In some embodiments, the package substrate 302 may include a connection region 324 at its first side, which is exposed from the encapsulant layer 310 and the shielding layer 312. In this connection region 324, a board to board connector 326 may be mounted on and electrically coupled with the package substrate 302, and further with the semiconductor die 306. As such, the semiconductor package 300 may be connected with an external system through the board to board connector 326.

FIG. 4 illustrates a semiconductor package 400 according to an embodiment of the present application. Different from the semiconductor package 300 shown in FIG. 3, the semiconductor package 400 may have two encapsulant layers and two layers of antenna patterns, each of which lies on one of the encapsulant layers.

In particular, the semiconductor package 400 includes a package substrate 402, which has a first side and a second side opposite to the first side. A first encapsulant layer 410 is formed on the package substrate 402 to encapsulate various components thereon, including a semiconductor die 406. A shielding layer 412 and one or more antenna patterns 414 may be formed on the first encapsulant layer 410, at the first side and the second side of the package substrate 402, respectively.

Furthermore, a second encapsulant layer 418 may be formed on the first encapsulant layer 410 at the second side of the package substrate 402. The additional second encapsulant layer 418 extends along a bottom surface of the entire semiconductor package 400, and thus, one or more additional antenna patterns 420 may be formed on the second encapsulant layer 418 at the second side of the package substrate 402. Similar as interconnection structures 416 that electrically couple the antenna patterns 414 on the first encapsulant layer 410 with the package substrate 402, a set of additional interconnection structures 422 may be formed on the package substrate 402, which extend through the first encapsulant layer 410 and the second encapsulant layer 418 at the second side of the package substrate 402, and are electrically coupled between the additional antenna patterns 420 and the package substrate 402.
────
Could you extend the semiconductor package description past its last sentence?

-- Data excerpt --
────
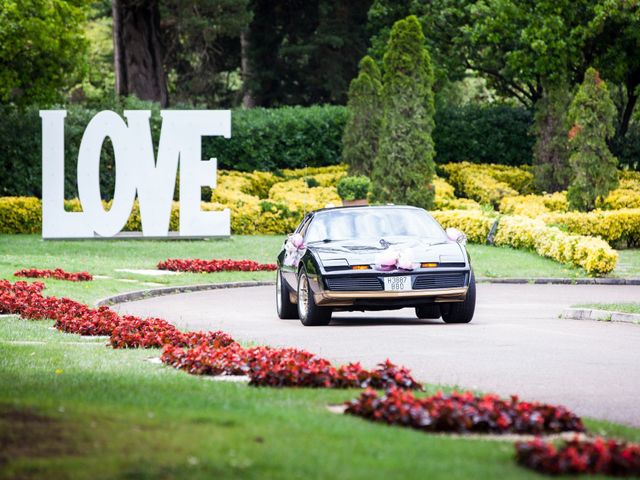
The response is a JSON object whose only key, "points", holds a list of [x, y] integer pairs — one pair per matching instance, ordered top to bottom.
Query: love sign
{"points": [[138, 173]]}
────
-- Answer to this exercise --
Various processes can be used to form the semiconductor packages described in the above embodiments of the present application.

FIGS. 5A to 5E illustrate a method for forming a semiconductor package according to an embodiment of the present application. For example, the method can be used to form the semiconductor package 100 shown in FIG. 1.

As shown in FIG. 5A, a package substrate 502 is provided. Various components and structures may be mounted on the package substrate 502, or particularly on a front side of the package substrate 502. In the embodiment, the package substrate 502 is generally divided into two regions, i.e., a chip region and an antenna region. In the chip region, a semiconductor die 506 and at least one electronic component 508 are mounted, for example, via solder bumps or similar interconnection structures. Furthermore, in the antenna region where one or more antenna or antenna patterns will be formed subsequently, a set of interconnection structures 516 are mounted and fixed onto the package substrate 502, for example, through solder paste or similar conductive adhesives. These interconnection structures 516 may be conductive posts or pillars which may have sufficient strength to withstand shocks or other mechanical operations during subsequent processes. Optionally, one or more interconnection structures may be also formed in or close to the chip region, which may be used to electrically couple a shielding layer to be formed to the package substrate 502. It can be appreciated that the interconnection structures 516 may be connected to conductive pads exposed from the package substrate 502 such that they can be electrically coupled to the package substrate 502, especially conductive structures within the package substrate 502, and further to some other devices that may be electrically connected to the package substrate 502.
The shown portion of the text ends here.